Work order: Copy task, pictures excluded: set down exactly the lines from the one containing "Where can you see the patterned" to the end of the data below.

Records to use:
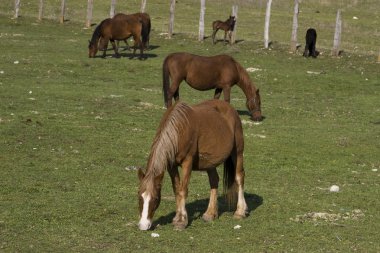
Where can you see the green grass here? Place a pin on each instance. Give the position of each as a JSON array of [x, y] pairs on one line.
[[70, 127]]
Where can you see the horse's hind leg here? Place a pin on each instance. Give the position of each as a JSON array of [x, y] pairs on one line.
[[218, 92], [180, 220], [212, 210], [242, 207]]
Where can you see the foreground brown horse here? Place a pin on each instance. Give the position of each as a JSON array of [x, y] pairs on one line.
[[219, 72], [199, 137], [227, 26], [120, 27]]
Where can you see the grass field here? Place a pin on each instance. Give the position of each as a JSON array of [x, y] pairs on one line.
[[72, 130]]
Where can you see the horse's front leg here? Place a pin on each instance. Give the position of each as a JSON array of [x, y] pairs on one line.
[[212, 210], [226, 93], [115, 48], [173, 91], [213, 36], [180, 220], [230, 36], [105, 48]]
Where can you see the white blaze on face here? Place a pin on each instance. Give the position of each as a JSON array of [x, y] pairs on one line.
[[145, 223]]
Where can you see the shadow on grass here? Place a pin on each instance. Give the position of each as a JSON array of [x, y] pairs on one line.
[[246, 113], [196, 209]]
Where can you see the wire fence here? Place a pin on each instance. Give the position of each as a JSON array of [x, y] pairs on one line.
[[360, 31]]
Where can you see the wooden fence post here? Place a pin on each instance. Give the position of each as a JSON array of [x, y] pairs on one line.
[[40, 10], [143, 5], [112, 10], [293, 40], [171, 20], [266, 27], [17, 8], [234, 13], [90, 6], [202, 21], [338, 31], [62, 17]]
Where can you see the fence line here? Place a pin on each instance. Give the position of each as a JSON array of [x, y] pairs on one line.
[[246, 31]]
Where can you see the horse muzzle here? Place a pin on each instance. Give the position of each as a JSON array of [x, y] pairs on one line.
[[256, 116]]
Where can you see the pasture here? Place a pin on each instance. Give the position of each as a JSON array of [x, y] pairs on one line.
[[74, 129]]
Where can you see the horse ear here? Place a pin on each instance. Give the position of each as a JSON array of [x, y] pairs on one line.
[[140, 174]]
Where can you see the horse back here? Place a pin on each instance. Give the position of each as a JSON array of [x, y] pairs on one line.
[[219, 132], [124, 26], [203, 72]]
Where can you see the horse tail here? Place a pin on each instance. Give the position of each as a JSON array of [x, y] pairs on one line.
[[165, 80], [229, 187]]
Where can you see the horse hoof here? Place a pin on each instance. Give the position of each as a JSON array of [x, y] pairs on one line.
[[239, 216], [208, 217], [179, 226]]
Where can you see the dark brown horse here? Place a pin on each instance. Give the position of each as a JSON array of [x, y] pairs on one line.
[[227, 26], [197, 138], [219, 72], [120, 27]]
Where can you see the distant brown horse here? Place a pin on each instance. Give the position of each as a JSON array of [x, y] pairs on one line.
[[227, 26], [197, 138], [219, 72], [120, 27]]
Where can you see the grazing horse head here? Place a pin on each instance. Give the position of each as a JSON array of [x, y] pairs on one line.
[[149, 198], [254, 106]]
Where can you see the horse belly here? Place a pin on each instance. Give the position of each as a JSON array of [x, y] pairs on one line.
[[214, 145]]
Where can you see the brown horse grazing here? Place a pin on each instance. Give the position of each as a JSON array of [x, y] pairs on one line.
[[228, 27], [218, 72], [199, 137], [120, 27], [146, 27]]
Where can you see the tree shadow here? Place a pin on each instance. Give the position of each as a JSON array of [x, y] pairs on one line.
[[247, 113], [196, 209]]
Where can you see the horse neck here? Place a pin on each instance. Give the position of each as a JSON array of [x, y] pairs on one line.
[[97, 34], [165, 144], [152, 181]]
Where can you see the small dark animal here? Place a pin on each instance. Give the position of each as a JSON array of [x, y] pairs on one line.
[[311, 40], [219, 72], [228, 27], [120, 27]]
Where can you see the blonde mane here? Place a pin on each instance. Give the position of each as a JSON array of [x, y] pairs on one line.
[[165, 144]]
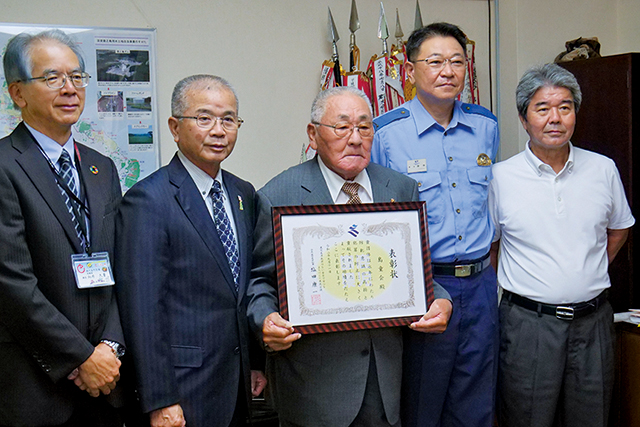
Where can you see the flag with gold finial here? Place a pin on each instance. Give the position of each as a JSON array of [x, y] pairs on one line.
[[397, 58], [386, 92], [354, 77], [331, 73], [470, 93]]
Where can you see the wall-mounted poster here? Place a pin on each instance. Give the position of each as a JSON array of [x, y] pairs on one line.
[[120, 114]]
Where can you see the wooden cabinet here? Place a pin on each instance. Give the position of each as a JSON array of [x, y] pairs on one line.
[[608, 122], [625, 408]]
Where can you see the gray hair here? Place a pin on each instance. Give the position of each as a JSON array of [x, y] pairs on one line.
[[179, 102], [547, 75], [17, 60], [319, 105]]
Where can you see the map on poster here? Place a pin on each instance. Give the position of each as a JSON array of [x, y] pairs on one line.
[[120, 113]]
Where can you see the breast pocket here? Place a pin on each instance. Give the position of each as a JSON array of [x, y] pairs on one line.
[[430, 187], [479, 177]]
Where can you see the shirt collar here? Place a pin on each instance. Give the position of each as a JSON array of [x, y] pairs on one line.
[[334, 181], [51, 148], [203, 180], [539, 166]]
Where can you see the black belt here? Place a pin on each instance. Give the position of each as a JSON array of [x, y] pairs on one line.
[[462, 269], [562, 311]]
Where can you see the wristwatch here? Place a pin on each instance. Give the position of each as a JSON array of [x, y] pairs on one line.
[[117, 349]]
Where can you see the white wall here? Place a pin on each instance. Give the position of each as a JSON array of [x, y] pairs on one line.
[[534, 32], [270, 50]]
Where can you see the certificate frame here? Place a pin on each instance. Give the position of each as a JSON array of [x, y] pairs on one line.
[[329, 257]]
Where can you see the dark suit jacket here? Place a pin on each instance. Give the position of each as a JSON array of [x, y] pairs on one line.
[[321, 379], [185, 325], [48, 326]]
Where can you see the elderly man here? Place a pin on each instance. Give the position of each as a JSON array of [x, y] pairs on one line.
[[184, 242], [561, 217], [448, 148], [60, 336], [334, 379]]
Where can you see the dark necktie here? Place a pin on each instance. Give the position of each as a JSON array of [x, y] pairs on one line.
[[223, 226], [66, 173], [351, 190]]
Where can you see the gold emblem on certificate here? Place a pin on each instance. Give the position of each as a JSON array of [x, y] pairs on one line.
[[483, 160], [352, 266]]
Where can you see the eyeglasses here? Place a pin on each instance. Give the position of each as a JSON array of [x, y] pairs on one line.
[[57, 80], [205, 121], [342, 129], [437, 63]]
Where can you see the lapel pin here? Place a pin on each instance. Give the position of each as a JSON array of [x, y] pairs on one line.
[[483, 160]]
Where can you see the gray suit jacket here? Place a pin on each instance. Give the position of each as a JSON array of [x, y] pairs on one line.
[[321, 379], [184, 321]]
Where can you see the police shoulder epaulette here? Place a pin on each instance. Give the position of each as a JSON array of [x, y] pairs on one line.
[[478, 109], [393, 115]]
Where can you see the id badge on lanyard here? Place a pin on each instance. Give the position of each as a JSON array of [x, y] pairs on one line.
[[92, 271]]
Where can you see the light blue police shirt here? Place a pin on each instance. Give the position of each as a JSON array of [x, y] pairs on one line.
[[452, 169]]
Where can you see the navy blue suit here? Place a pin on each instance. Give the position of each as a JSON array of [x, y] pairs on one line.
[[185, 323], [49, 327]]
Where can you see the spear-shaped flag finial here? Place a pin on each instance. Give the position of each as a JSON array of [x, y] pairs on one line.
[[354, 25], [383, 30], [333, 38], [399, 34], [418, 22]]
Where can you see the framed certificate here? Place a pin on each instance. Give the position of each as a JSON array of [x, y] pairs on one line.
[[348, 267]]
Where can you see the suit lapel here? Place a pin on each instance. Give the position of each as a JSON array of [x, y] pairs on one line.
[[197, 213], [379, 186], [314, 187], [37, 169], [94, 187]]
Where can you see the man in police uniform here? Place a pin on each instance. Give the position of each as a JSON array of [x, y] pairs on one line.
[[448, 147]]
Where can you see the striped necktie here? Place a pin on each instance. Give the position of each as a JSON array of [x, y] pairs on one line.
[[66, 173], [351, 190], [223, 226]]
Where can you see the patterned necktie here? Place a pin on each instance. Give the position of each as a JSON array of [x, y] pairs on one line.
[[351, 189], [223, 225], [66, 173]]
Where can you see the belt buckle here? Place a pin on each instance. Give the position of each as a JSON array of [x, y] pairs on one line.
[[462, 270], [564, 312]]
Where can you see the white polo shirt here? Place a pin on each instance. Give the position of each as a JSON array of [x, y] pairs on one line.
[[553, 227]]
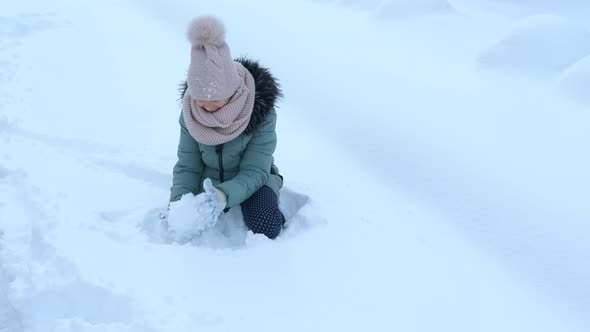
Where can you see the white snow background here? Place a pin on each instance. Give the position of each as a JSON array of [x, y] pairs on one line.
[[435, 156]]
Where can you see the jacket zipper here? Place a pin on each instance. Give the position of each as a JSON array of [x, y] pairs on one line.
[[219, 150]]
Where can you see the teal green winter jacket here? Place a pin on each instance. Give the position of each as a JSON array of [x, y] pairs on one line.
[[241, 166]]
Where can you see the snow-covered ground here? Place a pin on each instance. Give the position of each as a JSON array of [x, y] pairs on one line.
[[434, 154]]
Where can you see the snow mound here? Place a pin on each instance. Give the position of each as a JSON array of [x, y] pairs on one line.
[[410, 8], [575, 80], [229, 232], [539, 44]]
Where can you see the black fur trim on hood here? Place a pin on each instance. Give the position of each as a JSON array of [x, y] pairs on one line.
[[268, 92]]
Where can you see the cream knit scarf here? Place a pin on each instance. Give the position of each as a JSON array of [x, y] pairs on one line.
[[226, 123]]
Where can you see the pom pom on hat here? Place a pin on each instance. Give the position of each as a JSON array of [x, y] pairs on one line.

Completed task:
Where can you see the patterned necktie here? Place a pin on each instance. Give the position of each as a JSON array of [x, y] pairs on one line.
[[351, 189], [223, 225], [66, 173]]
Where can you see the belt buckle here? Place a pin on each instance. Give the position of each as a JSON array of [x, y] pairs on one line.
[[462, 270], [564, 312]]
Where can you see the white polo shirt here? Place a pin on each instance. Give the position of each as a JSON array of [x, y] pairs on one line.
[[553, 227]]
Where can you see the white snow background here? Place a pin on each instance. Give the position of each as a JSON array of [x, y] pairs on one line.
[[435, 156]]
Where can you see the jacket zipper here? Place a pin on each instance. Give the position of each as a JSON array of [x, y] pairs on one line.
[[219, 150]]
Where can you see the teal green winter jacket here? Place a pin on each instance. Give the position of each as a JSON array of [x, y] pairs on one line.
[[241, 166]]
Where can you see the snow-covered ground here? Place a pin on each instance. Give the position of each as a JSON array of [x, y] pairs on one line.
[[434, 154]]
Where can you see the snow mound here? Place a pin on each instance. Give the position of each as a JSON array of [x, y] pairs on one line.
[[410, 8], [575, 80], [229, 232], [539, 44]]
Where can you see the black fur trim on hood here? Place a pin on each instance. Give the position of each as a JSON array of [x, y] pairs on one line.
[[268, 92]]
Where can you see the cream knit scarf here? Place a pin on each instance. Give the position of each as a JSON array of [x, y] pairs on one line.
[[226, 123]]
Where can you see the pom pom on hat here? Place a pin on each instance. Give the position of each as a JSON array of [x, y] pairs on one line.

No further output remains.